Bookseller jargon – example II

Here’s a relatively simple example from AbeBooks. It’s an advert for a first edition copy of Christopher Isherwood’s novel Goodbye to Berlin. You will notice that although the advert is descriptive, a few more bookseller jargon terms creep in.

Book Description: London, The Hogarth Press, 1939, 1939. Octavo. Original rough grey cloth, titles to spine in red, top edge stained red. With the dust jacket designed by Humphrey Spender printed in black and red with a photograph of a park scene by Hans Wild. Light partial toning to endpapers, an excellent copy in the lightly rubbed dust jacket with just a couple of minor nicks and creases. First edition, first impression. Published March 1939; 3,550 copies printed.

Octavo – This is the size of the book – five inches wide and eight to nine inches tall.

toning – One of many euphemisms booksellers use to describe the discoloration of paper with age.

endpapers – The sheets of paper pasted onto the inner covers of the book

lightly rubbed – This is wear caused to the edges of the book or its dust jacket as a result of being moved on and off a shelf. Another term might be ‘scuffed’.

nicks and creases – Nicks are small cuts or abrasions, and creases are permanent folds in paper which often occur on book jackets and inner pages.

first impression – The book comes from the first batch to be printed for this title – this is a guarantee of the book’s rarity.

As you can tell from this, book collectors are very concerned about the physical condition of the books they buy — with good reason. This one was for sale for £3,750.00


Bookseller jargon – example III

Here is a much more detailed and complex example. This an advert for a set of volumes which are a genuine rarity and an antiquity from the eighteenth century essayists Addison and Steele.

Addison, Johseph; Steele, Sir Richard. THE SPECTATOR. London: Printed for J. and R. Tonson and S. Draper 1749.

DATA PROVIDED:
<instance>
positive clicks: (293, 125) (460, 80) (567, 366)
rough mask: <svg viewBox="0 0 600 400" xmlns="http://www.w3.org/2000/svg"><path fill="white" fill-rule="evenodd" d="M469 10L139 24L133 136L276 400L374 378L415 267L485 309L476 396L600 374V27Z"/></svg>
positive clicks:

USING THE INFORMATION:
- A) Using the bookseller jargon text, say whether each statement agrees with it. Answer yes or no and quote the words that decide it.
(i) The Goodbye to Berlin copy was published in London by The Hogarth Press in 1939.
(ii) Humphrey Spender took the photograph of a park scene on the dust jacket.
(iii) An octavo book is five inches wide and eight to nine inches tall.
- B) According to the bookseller jargon text, why does a "first impression" matter to a buyer? Answer in one to three sentences.
- C) Answer these questions from the bookseller jargon text.
(i) How many copies of the first edition of Goodbye to Berlin were printed?
(ii) What was the asking price of the copy in the advert?
(iii) In which century were the essayists Addison and Steele active?

ANSWERS BELOW:
- A)
(i) Yes: "London, The Hogarth Press, 1939, 1939."
(ii) No: "designed by Humphrey Spender printed in black and red with a photograph of a park scene by Hans Wild"
(iii) Yes: "five inches wide and eight to nine inches tall"

- B) A first impression comes from the first batch printed for a title. The text says this guarantees the book's rarity.

- C)
(i) 3,550 copies.
(ii) £3,750.00.
(iii) The eighteenth century.